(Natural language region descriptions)

▬▬▬▬▬▬▬▬▬▬

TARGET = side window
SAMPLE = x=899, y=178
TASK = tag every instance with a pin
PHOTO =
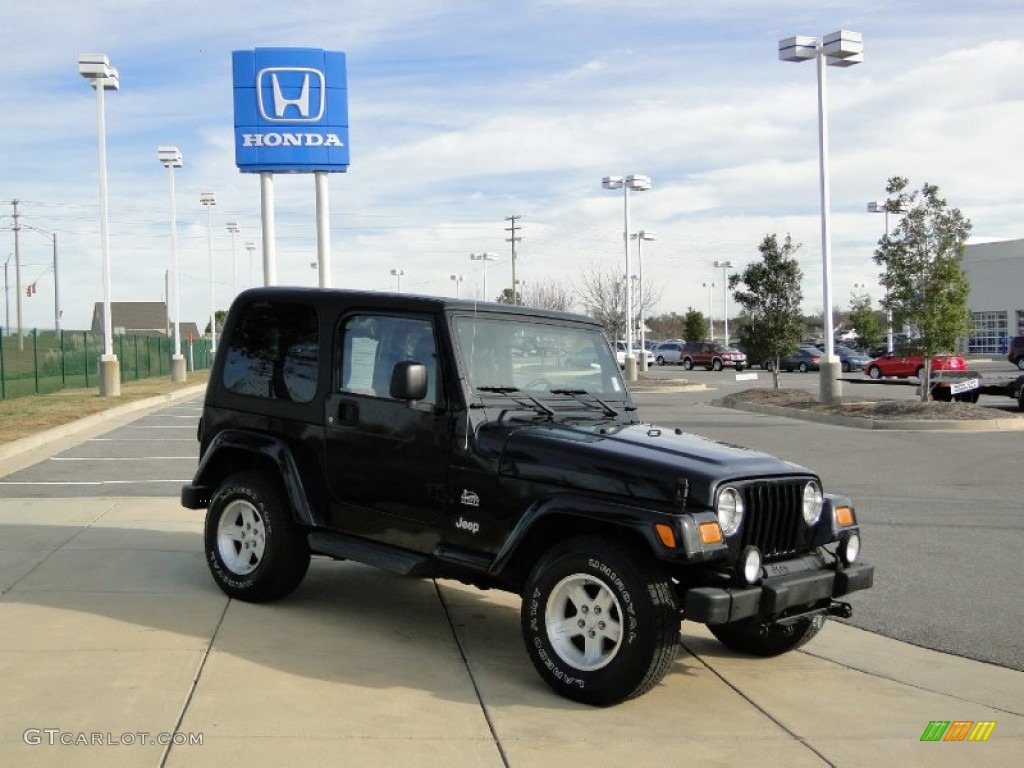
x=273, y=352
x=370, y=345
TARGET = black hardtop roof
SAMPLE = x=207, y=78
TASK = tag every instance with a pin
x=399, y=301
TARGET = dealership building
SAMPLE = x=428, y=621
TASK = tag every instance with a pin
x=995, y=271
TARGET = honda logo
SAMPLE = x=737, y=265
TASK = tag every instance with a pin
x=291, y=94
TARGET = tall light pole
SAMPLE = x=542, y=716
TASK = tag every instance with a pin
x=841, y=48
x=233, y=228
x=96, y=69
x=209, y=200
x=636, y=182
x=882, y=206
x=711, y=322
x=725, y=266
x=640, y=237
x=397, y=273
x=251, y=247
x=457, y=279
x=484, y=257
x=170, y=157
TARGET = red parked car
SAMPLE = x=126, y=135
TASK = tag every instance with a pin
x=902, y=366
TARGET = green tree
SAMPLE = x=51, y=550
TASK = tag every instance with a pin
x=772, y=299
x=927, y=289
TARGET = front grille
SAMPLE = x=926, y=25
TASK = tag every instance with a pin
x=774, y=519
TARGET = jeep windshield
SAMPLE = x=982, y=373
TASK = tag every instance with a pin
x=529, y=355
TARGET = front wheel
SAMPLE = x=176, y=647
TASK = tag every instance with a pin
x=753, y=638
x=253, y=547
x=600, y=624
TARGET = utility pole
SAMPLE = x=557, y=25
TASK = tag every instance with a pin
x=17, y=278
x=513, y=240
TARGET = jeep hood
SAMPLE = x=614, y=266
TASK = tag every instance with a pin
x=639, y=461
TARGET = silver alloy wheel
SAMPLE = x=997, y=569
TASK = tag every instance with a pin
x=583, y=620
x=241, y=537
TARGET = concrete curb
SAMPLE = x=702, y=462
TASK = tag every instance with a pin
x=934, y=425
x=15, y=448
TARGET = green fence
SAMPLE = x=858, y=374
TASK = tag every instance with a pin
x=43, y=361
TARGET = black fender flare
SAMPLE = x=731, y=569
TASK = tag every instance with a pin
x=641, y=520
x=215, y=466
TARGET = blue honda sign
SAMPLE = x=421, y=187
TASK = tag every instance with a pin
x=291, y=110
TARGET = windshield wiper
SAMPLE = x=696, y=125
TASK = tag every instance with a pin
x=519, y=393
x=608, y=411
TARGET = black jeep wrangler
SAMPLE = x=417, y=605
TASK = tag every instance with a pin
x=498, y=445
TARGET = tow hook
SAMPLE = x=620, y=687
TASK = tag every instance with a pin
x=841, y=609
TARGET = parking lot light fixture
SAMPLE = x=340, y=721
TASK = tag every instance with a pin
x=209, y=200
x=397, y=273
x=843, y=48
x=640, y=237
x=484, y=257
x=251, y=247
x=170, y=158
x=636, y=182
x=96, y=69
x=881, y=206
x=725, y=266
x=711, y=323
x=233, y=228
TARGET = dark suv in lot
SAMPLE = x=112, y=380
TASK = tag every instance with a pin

▬▬▬▬▬▬▬▬▬▬

Task:
Your task is to copy every line of the entries that contains the string "front".

Solution to this task:
TARGET = front grille
TARGET = front wheel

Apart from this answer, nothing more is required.